## Goal
In the passage below about "the exception that proves the rule", reproduce the part that opens with the words containing "The problem is" and closes with "the expression before.", substituting "confidence" for "credence".
===== Page extract =====
You know the saying "the exception that proves the rule". If you are a non-British European like myself, chances are that that this expression exists in your native language as well. To name just the tree that come to mind immediately:

  • German: Die Ausnahme bestätigt die Regel
  • Swedish: Undantaget som bekräftar regeln
  • French: L'exception qui confirme la règle

The problem is that these treat the word prove as meaning to give proof for or confirm. It can mean that, for sure, but it can also mean to put to the test! Swedish even has the word pröva, with presumably the same origin as prove, which means exactly that.

Is it presumptuous to think that this would have been a better translation? After all, it does not really make any sense that an exception should count as evidence for a rule. It should diminish our credence in it, a good counter-example can completely disprove a rule. It makes however perfect sense to think that an exception tests a rule. In fact I was happy when I realized this misunderstanding some while ago because I never liked the expression before.

Nevertheless, I wonder if there is some language-thing going on here that I am missing. Can it be a simple mistranslation (which inverts the meaning of the saying!) that made its way into the other languages? If so, why did the expression stick anyway? Does it appeal to some paradoxical mindset or Straussian subtext?

Interlude: Five minutes pass, with me being annoyed that what I just wrote does not feel right. Until I finally look it up.
===== Material provided =====
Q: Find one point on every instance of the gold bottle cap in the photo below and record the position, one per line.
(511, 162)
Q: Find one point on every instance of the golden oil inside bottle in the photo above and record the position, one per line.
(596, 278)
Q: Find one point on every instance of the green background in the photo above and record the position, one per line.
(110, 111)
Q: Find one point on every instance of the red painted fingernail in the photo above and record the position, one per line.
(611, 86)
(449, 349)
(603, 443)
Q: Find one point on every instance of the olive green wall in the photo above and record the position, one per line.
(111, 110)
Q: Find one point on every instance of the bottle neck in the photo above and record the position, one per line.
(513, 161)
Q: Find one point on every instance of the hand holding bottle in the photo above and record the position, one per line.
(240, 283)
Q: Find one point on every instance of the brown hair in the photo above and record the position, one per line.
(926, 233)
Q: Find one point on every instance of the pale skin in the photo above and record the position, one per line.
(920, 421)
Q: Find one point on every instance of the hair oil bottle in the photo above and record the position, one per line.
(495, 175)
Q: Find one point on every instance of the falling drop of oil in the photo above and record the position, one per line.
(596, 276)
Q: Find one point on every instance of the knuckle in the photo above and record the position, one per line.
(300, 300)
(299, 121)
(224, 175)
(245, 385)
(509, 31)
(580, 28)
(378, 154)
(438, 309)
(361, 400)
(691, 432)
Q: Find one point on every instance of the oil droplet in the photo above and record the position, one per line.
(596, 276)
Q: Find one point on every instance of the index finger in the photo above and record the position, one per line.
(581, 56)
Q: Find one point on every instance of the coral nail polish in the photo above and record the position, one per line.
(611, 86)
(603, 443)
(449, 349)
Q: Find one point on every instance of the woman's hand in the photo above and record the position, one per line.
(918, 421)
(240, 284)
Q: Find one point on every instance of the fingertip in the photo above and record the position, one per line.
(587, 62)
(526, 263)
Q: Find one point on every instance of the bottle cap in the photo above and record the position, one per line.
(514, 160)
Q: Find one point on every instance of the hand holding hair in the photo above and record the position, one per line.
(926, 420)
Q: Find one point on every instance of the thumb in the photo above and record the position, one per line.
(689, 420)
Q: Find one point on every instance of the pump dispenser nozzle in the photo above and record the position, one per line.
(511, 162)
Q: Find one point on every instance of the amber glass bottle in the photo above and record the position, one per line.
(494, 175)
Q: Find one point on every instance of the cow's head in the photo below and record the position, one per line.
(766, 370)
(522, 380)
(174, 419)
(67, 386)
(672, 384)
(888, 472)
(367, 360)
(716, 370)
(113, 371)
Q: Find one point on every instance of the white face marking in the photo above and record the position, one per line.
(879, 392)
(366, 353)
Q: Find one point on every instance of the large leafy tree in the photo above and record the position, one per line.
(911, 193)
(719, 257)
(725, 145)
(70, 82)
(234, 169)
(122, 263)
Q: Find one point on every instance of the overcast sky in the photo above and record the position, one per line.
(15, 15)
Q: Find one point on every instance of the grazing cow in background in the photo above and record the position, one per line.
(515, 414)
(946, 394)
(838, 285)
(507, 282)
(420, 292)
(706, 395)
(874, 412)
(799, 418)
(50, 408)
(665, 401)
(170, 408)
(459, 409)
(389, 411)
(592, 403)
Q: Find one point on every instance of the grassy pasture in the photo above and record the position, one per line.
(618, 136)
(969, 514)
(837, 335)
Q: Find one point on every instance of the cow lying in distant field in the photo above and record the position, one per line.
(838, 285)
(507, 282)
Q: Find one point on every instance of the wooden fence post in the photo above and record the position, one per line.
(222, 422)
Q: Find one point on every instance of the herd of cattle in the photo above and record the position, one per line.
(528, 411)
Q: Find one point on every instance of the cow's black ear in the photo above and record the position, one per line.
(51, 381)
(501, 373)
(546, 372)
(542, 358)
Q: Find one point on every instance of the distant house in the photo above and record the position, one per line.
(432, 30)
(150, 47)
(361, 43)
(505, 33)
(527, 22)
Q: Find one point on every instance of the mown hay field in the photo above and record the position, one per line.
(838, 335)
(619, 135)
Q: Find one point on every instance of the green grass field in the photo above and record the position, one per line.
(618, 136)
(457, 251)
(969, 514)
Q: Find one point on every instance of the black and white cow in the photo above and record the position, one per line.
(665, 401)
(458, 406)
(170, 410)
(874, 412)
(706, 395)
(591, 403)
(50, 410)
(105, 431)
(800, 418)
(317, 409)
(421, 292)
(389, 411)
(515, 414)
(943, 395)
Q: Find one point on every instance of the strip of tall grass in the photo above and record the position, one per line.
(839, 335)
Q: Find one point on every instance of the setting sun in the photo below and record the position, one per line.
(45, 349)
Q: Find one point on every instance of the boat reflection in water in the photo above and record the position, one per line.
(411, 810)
=====
## Result below
The problem is that these treat the word prove as meaning to give proof for or confirm. It can mean that, for sure, but it can also mean to put to the test! Swedish even has the word pröva, with presumably the same origin as prove, which means exactly that.

Is it presumptuous to think that this would have been a better translation? After all, it does not really make any sense that an exception should count as evidence for a rule. It should diminish our confidence in it, a good counter-example can completely disprove a rule. It makes however perfect sense to think that an exception tests a rule. In fact I was happy when I realized this misunderstanding some while ago because I never liked the expression before.